* TASK DETAILS
Collect every line below that contains the string "Target", with case counting, and copy each one unchanged.

# # #

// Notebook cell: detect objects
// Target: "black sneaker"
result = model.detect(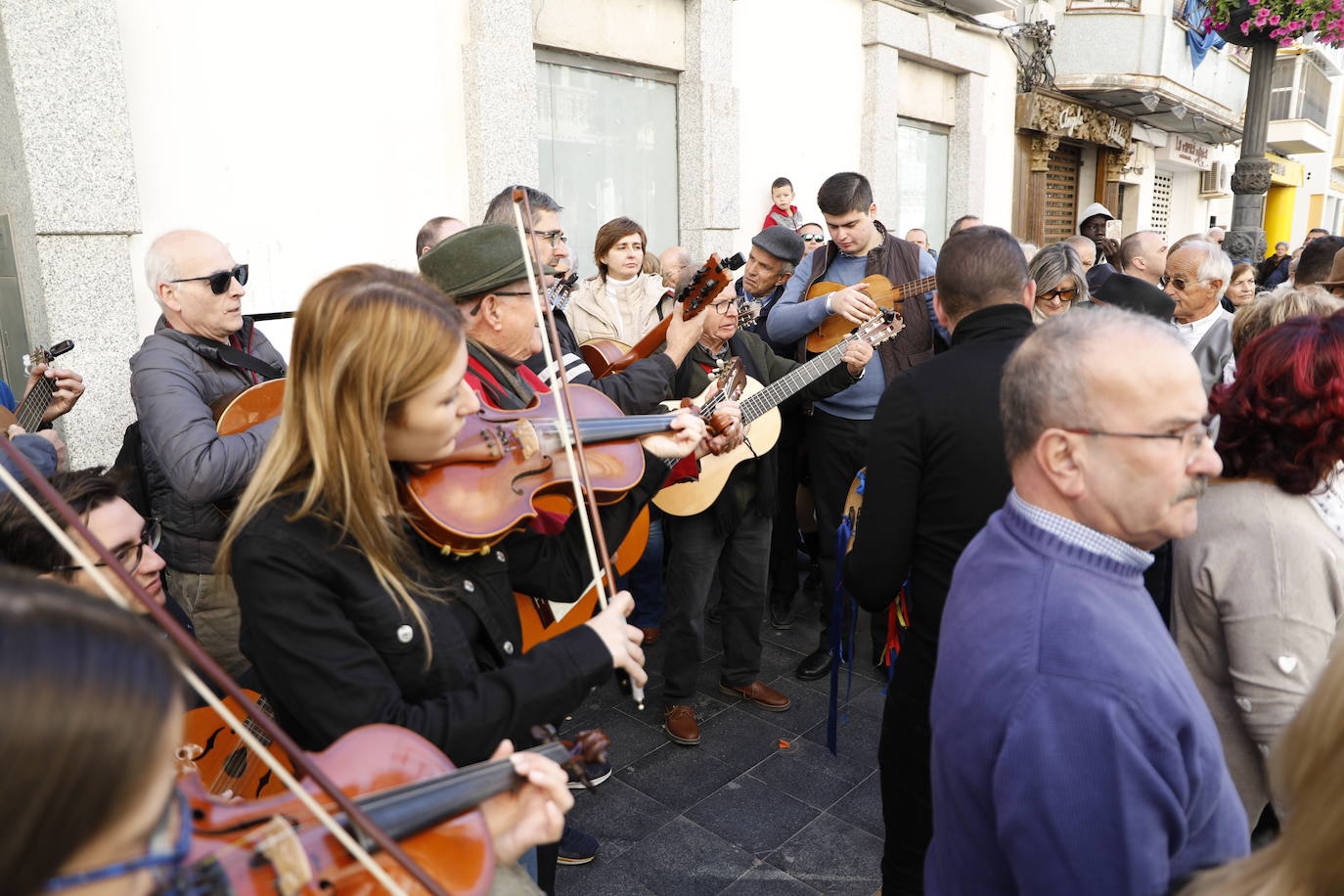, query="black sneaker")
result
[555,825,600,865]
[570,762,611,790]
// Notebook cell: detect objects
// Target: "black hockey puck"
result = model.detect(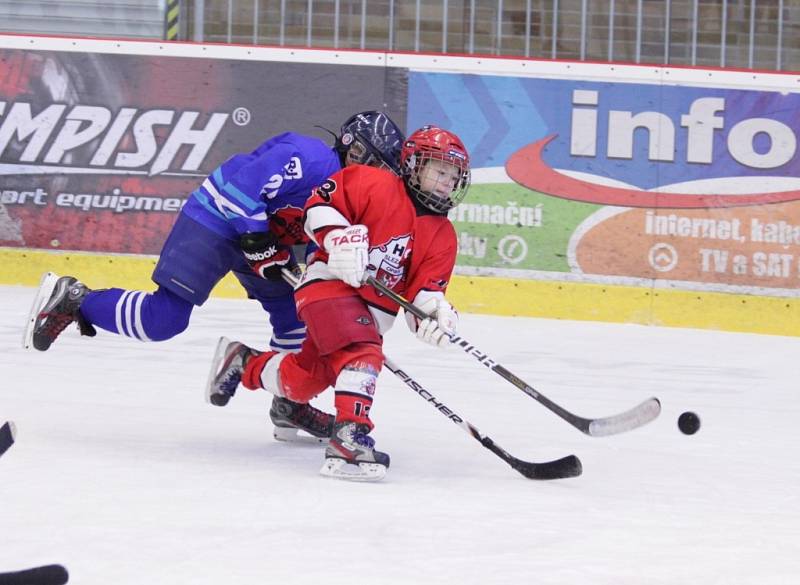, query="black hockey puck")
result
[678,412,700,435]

# # #

* SOLUTION TO THIS EXERCISE
// Target: "black sneaker"
// Target: "black hockey puck"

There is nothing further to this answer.